Provided material ▸
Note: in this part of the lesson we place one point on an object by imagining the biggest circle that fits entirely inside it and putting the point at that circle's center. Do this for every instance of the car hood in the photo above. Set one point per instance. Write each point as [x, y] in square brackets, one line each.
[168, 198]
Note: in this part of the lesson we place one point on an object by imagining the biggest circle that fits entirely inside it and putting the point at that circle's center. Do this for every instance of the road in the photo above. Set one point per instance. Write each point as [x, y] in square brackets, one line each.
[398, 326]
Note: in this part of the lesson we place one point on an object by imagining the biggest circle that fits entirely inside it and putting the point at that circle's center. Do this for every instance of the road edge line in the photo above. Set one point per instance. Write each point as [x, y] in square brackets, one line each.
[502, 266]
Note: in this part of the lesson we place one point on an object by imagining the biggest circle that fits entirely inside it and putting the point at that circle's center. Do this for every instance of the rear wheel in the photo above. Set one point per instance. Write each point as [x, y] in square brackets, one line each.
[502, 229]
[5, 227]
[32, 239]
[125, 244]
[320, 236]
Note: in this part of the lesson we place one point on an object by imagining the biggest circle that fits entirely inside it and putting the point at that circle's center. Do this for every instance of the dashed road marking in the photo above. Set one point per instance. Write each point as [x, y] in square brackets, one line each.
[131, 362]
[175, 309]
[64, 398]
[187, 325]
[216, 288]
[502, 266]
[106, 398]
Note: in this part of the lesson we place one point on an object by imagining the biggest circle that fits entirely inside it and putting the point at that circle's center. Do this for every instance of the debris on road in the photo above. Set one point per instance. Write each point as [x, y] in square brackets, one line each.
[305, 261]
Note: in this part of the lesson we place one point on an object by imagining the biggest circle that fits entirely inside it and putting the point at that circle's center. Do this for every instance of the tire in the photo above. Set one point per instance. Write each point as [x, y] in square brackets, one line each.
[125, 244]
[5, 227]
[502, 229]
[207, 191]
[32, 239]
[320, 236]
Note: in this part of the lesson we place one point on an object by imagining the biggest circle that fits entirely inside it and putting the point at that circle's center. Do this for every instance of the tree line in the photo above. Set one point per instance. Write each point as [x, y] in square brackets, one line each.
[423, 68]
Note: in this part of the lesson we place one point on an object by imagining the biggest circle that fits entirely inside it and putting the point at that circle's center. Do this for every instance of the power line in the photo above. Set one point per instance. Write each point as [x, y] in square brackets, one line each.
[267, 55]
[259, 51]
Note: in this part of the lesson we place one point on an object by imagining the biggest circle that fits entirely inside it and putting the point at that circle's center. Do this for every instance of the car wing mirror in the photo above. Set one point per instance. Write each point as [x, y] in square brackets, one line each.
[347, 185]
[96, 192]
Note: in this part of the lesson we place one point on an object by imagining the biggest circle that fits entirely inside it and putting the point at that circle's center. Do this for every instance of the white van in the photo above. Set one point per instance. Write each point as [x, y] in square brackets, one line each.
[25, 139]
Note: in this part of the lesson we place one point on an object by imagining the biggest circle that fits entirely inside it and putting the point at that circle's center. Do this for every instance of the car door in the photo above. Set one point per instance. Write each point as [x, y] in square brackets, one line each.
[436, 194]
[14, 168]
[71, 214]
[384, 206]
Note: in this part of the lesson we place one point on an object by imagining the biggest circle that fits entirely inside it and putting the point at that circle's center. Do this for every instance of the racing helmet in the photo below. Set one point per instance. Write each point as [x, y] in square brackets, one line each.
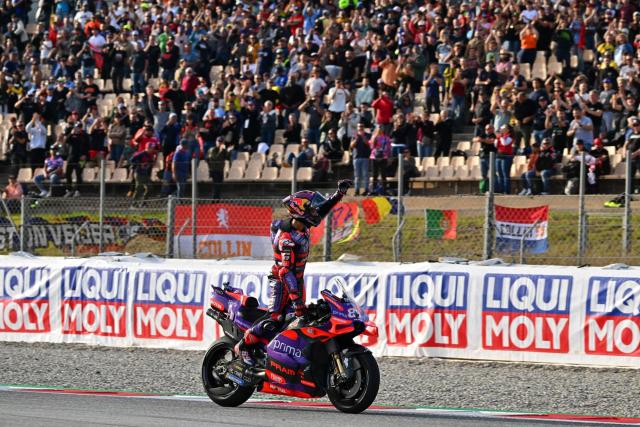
[303, 206]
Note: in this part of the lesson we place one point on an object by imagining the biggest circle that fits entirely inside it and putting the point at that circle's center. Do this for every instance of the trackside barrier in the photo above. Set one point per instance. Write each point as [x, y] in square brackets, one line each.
[586, 316]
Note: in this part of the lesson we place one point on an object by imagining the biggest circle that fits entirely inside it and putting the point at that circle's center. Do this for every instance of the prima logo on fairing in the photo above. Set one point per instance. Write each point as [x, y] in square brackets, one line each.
[286, 348]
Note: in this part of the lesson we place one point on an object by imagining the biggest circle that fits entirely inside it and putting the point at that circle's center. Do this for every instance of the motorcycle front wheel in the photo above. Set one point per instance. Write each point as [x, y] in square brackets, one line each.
[221, 390]
[360, 391]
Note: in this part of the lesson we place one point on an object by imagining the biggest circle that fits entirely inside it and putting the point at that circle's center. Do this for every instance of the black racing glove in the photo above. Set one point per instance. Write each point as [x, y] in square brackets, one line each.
[299, 307]
[344, 185]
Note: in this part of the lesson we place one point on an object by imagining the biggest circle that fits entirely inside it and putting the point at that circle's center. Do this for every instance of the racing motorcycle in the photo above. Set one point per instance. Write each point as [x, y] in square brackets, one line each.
[311, 357]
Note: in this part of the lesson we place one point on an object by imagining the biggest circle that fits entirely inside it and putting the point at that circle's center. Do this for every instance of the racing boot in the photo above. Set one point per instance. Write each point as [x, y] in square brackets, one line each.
[244, 353]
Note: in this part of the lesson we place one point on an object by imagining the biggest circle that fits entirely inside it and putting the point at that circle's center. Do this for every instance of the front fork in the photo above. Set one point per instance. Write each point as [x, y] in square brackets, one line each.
[342, 373]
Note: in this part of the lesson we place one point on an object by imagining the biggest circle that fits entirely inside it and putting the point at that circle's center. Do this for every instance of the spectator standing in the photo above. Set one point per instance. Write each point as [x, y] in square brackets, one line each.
[37, 140]
[142, 163]
[487, 140]
[524, 111]
[383, 107]
[361, 152]
[581, 128]
[304, 157]
[364, 94]
[181, 165]
[528, 177]
[78, 143]
[332, 146]
[53, 169]
[216, 157]
[444, 132]
[528, 42]
[505, 149]
[268, 123]
[12, 194]
[380, 145]
[116, 136]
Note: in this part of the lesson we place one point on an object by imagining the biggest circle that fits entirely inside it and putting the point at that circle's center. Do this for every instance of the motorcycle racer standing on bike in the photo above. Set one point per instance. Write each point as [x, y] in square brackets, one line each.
[290, 239]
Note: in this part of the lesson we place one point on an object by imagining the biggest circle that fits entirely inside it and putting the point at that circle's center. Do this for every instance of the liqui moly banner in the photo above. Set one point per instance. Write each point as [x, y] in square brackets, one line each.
[517, 226]
[586, 316]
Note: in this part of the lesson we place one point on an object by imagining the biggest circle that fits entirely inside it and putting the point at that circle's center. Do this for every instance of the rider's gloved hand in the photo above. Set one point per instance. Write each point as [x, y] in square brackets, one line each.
[344, 185]
[299, 307]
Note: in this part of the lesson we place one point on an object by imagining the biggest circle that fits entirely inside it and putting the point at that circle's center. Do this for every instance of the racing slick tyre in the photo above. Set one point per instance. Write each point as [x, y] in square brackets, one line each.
[358, 393]
[218, 387]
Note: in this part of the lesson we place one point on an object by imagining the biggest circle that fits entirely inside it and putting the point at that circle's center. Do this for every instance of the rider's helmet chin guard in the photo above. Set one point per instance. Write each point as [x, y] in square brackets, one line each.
[303, 206]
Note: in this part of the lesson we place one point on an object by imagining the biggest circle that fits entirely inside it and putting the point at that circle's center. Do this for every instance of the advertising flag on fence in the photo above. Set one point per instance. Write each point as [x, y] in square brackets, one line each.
[225, 230]
[514, 223]
[375, 209]
[345, 225]
[440, 224]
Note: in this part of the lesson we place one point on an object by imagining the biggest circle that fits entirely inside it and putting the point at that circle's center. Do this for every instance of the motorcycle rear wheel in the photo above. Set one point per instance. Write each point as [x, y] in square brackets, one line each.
[221, 390]
[357, 395]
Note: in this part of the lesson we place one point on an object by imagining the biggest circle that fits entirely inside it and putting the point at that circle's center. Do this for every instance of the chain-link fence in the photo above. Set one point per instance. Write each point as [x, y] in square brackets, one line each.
[427, 229]
[570, 230]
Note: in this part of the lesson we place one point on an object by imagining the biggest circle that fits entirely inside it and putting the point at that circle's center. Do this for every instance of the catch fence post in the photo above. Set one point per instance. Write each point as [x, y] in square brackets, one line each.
[101, 209]
[171, 201]
[487, 251]
[294, 178]
[23, 223]
[626, 220]
[194, 205]
[582, 226]
[326, 252]
[398, 251]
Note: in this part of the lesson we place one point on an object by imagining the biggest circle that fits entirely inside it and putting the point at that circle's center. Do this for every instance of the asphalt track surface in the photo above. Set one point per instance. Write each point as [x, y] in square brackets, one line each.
[32, 408]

What to do ▸ Return the lines above, from the one containing "of the advertising" to the end, exactly as they stand.

Solution ▸
Note: in this part of the lesson we place one point on an object by imagining the biggest circle that fits entirely inside it and putting the point at that circle's center. Do this for every instance of the advertising flag on fence in the photo above. Set one point per instance. Write each point as [x, y] in square brackets, one line each.
[225, 230]
[514, 223]
[375, 209]
[345, 225]
[440, 224]
Note: in this part of the lesson we place one point on an object by imagining the biggest circle that fits entirely inside it and putting the point at that circle's center. Do this for every instance of the motorcycle rear wheel in the photo above. Set one point per instance. Write each point as [x, y] in square brackets, one line each.
[221, 390]
[357, 395]
Note: in this part of the lesson we place one point on an object by imagining the biggest circle that fits entirely inside it and putting the point at that circle's center. Do this for every instance of the chain-link fence in the photo above. Set one point per instance. Write each point as [x, y] in square brackets, one line each.
[427, 229]
[570, 230]
Note: in this part of the lesson we place one point on an object by imagining the biggest circle that fits entirely inside it and putting the point at that circle's center. Do this for every instance of the catch fence post in the photo above. Set one point per instance. Write each point as [x, y] in square brackets, one line each.
[101, 209]
[171, 201]
[487, 251]
[294, 178]
[23, 223]
[626, 220]
[194, 205]
[582, 226]
[326, 252]
[398, 251]
Note: in this part of the lesson we place one point on an object by imagining the biggest circle that fits entirely inside it and putting the point at that circle's center. Do this for every instance of the asphalt track surface in the photo above. Set one point per instance. Write each point as [x, y] in square brackets, one line each.
[32, 408]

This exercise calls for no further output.